→ DOCUMENT PASSAGE
Tony Petrello Chairman

Thank you, William. I will now conclude my remarks this morning. As we look ahead, we see significant opportunities. As mentioned previously, we have enhanced seven rig startups in 2024, which, combined with deployments in 2023 will yield sizable EBITDA contributions in 2024. Looking ahead, we still have in our pipeline additional opportunities, which we are evaluating. Those markets include Algeria, Kuwait, Argentina, and one more rig in a market in the Eastern Hemisphere. That totals eight rigs in these markets. On top of these eight, we have committed orders for seven more rigs in Saudi Arabia in 2025 and 2026. Altogether, these add up to 15 incremental opportunities on top of the seven committed rigs for 2024. We believe it is imperative to use our strong geographical position to take advantage of these favorable market opportunities. The Nabors portfolio is uniquely positioned to take advantage of multiyear contracts with attractive returns in international markets. Ultimately, when combined with the prospects for our services, this is one of the most attractive environments we've seen in years. This concludes our remarks today. Thank you for your time and attention. With that, we will take your questions.

Operator

Our first question comes from Kurt Hallead with Benchmark.

Speaker 4

Thanks for that thorough assessment. So Tony, I'm really curious in the context you're right, it looks like there's this continued growth wedge between international and the US. And you kind of laid out how you think things are going to run. So when you think about the opportunities outside of Saudi, it seems like there’s always been something that kind of gets in the way that impedes timing or startup, or something along those lines. So just kind of curious on how you think about that with respect to the seven to 10 rig increase that you're thinking out through 2024 and what could be some of the risk factors again outside of Saudi?

Tony Petrello Chairman

Let's break it down first. To provide some context, in the latter half of 2023, we added five rigs internationally, including one in the UAE and two in Colombia, along with two new builds in Saudi Arabia. This is how we ended the year. For 2024, we have commitments for seven rigs, three of which are for Saudi Arabia and four for Algeria. We have a strong understanding of the Algerian market, and Canrig has a solid presence there, so we are confident in our infrastructure. We expect the three new builds to be operational in the first quarter. The organization has been preparing for this for some time and is ready to meet these demands. We have seven rigs confirmed for 2024, which are secured. Additionally, there are seven more rigs confirmed by Aramco for 2025 and 2026. Over the next two years, this amounts to 14 rigs, allowing for some overlap depending on timing. We have strengthened the Saudi organization, bringing in team members from Houston to support ongoing operations. We are well-positioned to scale up and ensure success, which is why we've reorganized the company to concentrate on key markets. During my last conference call, I mentioned about 10 or 12 markets, which currently have approximately 50 tender opportunities. We are focusing on refining our approach to these markets as noted in our presentation, which highlights 12 opportunities, although I referred to eight in my remarks. Our goal is to enhance our execution capabilities, which will depend on both economic factors and our ability to deliver efficiently. Ultimately, we have a unique geographical position and portfolio, balancing a significant presence in the US with international operations. We aim to capitalize on this advantage, especially considering the recognized upward trend in international markets.

→ WORK TO COMPLETE
#1 Set down the earnings call excerpt word for word, starting with "Our first question" and going on through "outside of Saudi?".
#2 In the entries, switch "stone finial" to "stone spire" and leave everything else unchanged. Give back only the lines starting with the line with "Ground blue sky" and going on through the line with "left=230, top=460, right=263, bottom=536".
The earnings call excerpt and the entries are unrelated to each other.

→ RECORD EXCERPTS
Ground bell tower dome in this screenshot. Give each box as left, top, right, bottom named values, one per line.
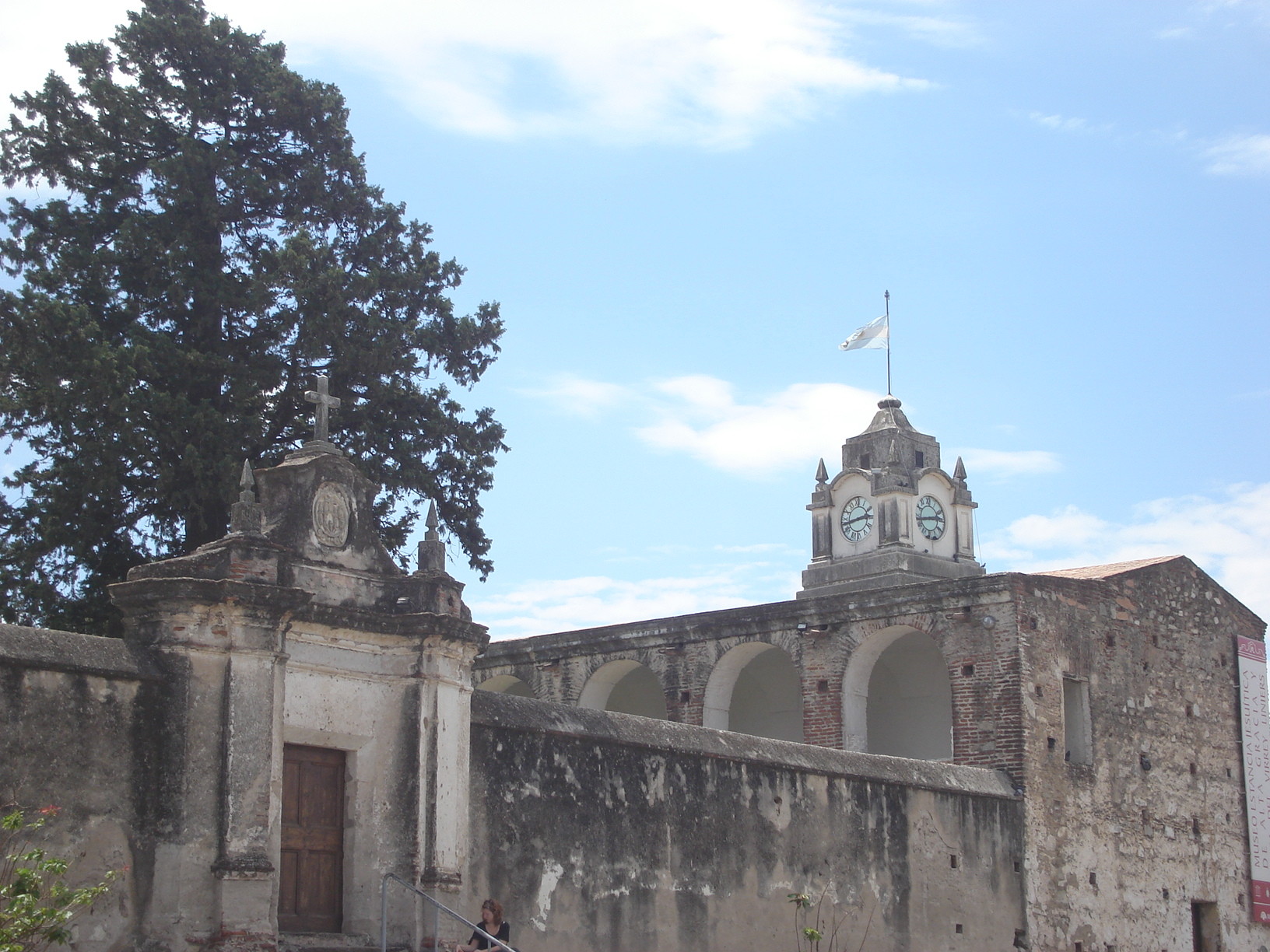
left=798, top=396, right=983, bottom=598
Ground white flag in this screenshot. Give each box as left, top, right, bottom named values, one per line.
left=838, top=315, right=890, bottom=350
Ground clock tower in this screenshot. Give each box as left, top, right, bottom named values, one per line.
left=798, top=396, right=983, bottom=598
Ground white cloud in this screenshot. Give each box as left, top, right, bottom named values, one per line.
left=0, top=0, right=935, bottom=147
left=635, top=376, right=879, bottom=476
left=521, top=374, right=1061, bottom=481
left=471, top=562, right=799, bottom=640
left=1204, top=135, right=1270, bottom=175
left=1027, top=109, right=1115, bottom=136
left=982, top=482, right=1270, bottom=617
left=960, top=450, right=1063, bottom=481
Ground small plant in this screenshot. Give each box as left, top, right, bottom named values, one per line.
left=0, top=806, right=118, bottom=952
left=788, top=886, right=876, bottom=952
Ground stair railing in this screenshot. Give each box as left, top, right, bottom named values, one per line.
left=380, top=873, right=516, bottom=952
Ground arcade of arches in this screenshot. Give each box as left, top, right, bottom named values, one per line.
left=478, top=635, right=952, bottom=761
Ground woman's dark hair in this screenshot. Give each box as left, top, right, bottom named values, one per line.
left=480, top=898, right=503, bottom=926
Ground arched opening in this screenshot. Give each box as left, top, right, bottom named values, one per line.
left=701, top=641, right=802, bottom=741
left=578, top=660, right=667, bottom=721
left=842, top=626, right=952, bottom=761
left=476, top=674, right=533, bottom=697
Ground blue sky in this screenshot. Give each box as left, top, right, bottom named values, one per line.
left=7, top=0, right=1270, bottom=637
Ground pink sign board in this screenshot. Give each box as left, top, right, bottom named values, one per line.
left=1237, top=637, right=1270, bottom=926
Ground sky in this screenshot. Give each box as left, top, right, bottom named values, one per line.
left=0, top=0, right=1270, bottom=639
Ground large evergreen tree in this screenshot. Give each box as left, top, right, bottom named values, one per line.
left=0, top=0, right=504, bottom=631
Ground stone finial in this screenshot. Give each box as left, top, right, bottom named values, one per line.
left=419, top=502, right=446, bottom=572
left=305, top=373, right=340, bottom=443
left=230, top=460, right=263, bottom=536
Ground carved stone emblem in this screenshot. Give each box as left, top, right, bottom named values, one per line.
left=314, top=482, right=349, bottom=548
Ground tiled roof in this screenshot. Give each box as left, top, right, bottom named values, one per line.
left=1029, top=556, right=1185, bottom=579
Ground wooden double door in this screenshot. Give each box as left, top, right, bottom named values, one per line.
left=278, top=744, right=344, bottom=932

→ ANSWERS BELOW
#1
Our first question comes from Kurt Hallead with Benchmark.

Speaker 4

Thanks for that thorough assessment. So Tony, I'm really curious in the context you're right, it looks like there's this continued growth wedge between international and the US. And you kind of laid out how you think things are going to run. So when you think about the opportunities outside of Saudi, it seems like there’s always been something that kind of gets in the way that impedes timing or startup, or something along those lines. So just kind of curious on how you think about that with respect to the seven to 10 rig increase that you're thinking out through 2024 and what could be some of the risk factors again outside of Saudi?

#2
Ground blue sky in this screenshot. Give each box as left, top, right, bottom named values, one per line.
left=7, top=0, right=1270, bottom=637
Ground pink sign board in this screenshot. Give each box as left, top, right, bottom named values, one per line.
left=1237, top=637, right=1270, bottom=926
Ground sky in this screenshot. Give each box as left, top, right, bottom named values, one per line.
left=0, top=0, right=1270, bottom=639
Ground large evergreen tree in this screenshot. Give each box as left, top, right, bottom named values, one per line.
left=0, top=0, right=504, bottom=631
Ground stone spire in this screenshot. Give each box as left, top, right, bottom named values, one per line.
left=419, top=502, right=446, bottom=572
left=305, top=373, right=340, bottom=443
left=230, top=460, right=263, bottom=536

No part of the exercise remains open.